▸ **SOURCE PASSAGE**
====

Data Dictionary - RAW Data Package Feeds

Connor Schlehuber

Apr 08, 2025

12321

Raw Job Records

This is the core of our data. Generally, models are built off of this data, or aggregates of the data. In general, when using any other file, do a left join with this file - dropping any reference information that does not have a job record (ie companies with no job records).

Daily File	CSV	Parquet
Location	Standard/Feeds/Raw Daily Job Records/	Standard/Feeds/Parquet/Raw Daily Job Records/
File Name	raw_daily_records_YYYY-MM-DD.csv.gz	raw_daily_records_YYYY-MM-DD-part-###.parquet
Monthly File	CSV	Parquet
Location	Standard/Feeds/Raw Full Job Records v2/	Standard/Feeds/Parquet/Raw Full Job Records v2/
File Name	raw_job_archive_v2_full_YYYY-MM-DD.tar.gz	raw_job_archive_v2_YYYY-MM-DD-part-####.parquet

Job Records Table

Field Name	Data Type	Description
hash	string/varchar	The unique identifier for job records. This is used to join job descriptions to job records.
title	string/varchar	Job title scraped from the unique url for the job post
company_id	string/varchar	Unique identifier for a company-scrape. This is is used to join to reference files with job records.
company_name	string/varchar	This is the name of the company pertaining to the company_ID.
city	string/varchar	City location for the job posting.
state	string/varchar	State or region for the job posting.
zip	string/varchar	Postal code for the job posting.
country	string/varchar
created	timestamp	The first time this job was observed and scraped.
last_checked	timestamp	The most recent time this site was scraped and this job posting was observed.
last_updated	timestamp	The most recent time that this site was scraped and observed a change in the job posting.
delete_date	timestamp	The most recent time this site was scraped and this job posting was not found.
unmapped_location	boolean	If True, this indicates that the job posting location was not able to be accurately identified.
url	string	The unique URL for the job posting.
base_hash	string/varchar	The unique identifier for job records on employer websites. This differs from hash as one base_hash might have multiple “hashes” as our dataset splits out jobs for each location listed on a job posting.

====

▸ **WRITTEN REQUEST A**
Answer these questions from the data dictionary:
(i) What file name pattern does the daily CSV file use?
(ii) Which field is used to join job descriptions to job records?
(iii) What does the delete_date field record?
The rows that follow are unrelated to the data dictionary.

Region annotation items
====

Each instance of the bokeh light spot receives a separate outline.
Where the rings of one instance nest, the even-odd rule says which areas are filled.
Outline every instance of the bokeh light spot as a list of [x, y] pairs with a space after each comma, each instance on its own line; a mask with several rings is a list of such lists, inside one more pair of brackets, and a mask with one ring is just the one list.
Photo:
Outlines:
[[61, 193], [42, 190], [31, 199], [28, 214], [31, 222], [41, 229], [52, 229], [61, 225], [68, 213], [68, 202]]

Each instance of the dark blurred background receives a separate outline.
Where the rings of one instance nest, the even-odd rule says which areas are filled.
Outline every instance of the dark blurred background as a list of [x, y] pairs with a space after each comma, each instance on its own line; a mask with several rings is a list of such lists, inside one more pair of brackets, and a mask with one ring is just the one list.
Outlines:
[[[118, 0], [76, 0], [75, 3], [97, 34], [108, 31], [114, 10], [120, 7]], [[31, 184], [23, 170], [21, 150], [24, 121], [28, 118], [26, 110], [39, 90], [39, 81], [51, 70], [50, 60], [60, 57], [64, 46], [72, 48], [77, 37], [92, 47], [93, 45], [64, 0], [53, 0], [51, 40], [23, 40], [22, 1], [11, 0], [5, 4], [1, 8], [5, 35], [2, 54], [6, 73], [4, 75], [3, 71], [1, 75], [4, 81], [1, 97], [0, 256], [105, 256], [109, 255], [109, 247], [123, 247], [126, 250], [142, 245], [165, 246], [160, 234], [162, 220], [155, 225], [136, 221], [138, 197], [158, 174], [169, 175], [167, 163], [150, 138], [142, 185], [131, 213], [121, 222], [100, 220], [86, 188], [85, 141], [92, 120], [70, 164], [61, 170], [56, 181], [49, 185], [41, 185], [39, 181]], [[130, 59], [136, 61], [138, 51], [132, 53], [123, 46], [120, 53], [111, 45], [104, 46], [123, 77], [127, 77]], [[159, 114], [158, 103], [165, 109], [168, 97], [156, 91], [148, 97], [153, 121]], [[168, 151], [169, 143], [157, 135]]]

====

▸ **WRITTEN REQUEST B**
Can you rewrite the rows from the first one up to and including the line with "213], [68, 202]]", changing "bokeh light spot" to "out-of-focus highlight" and keeping everything else the same? Give only those lines.

▸ **SOLUTION A**
(i) raw_daily_records_YYYY-MM-DD.csv.gz
(ii) hash
(iii) The most recent time this site was scraped and this job posting was not found.

▸ **SOLUTION B**
Each instance of the out-of-focus highlight receives a separate outline.
Where the rings of one instance nest, the even-odd rule says which areas are filled.
Outline every instance of the out-of-focus highlight as a list of [x, y] pairs with a space after each comma, each instance on its own line; a mask with several rings is a list of such lists, inside one more pair of brackets, and a mask with one ring is just the one list.
Photo:
Outlines:
[[61, 193], [42, 190], [31, 199], [28, 214], [31, 222], [41, 229], [52, 229], [61, 225], [68, 213], [68, 202]]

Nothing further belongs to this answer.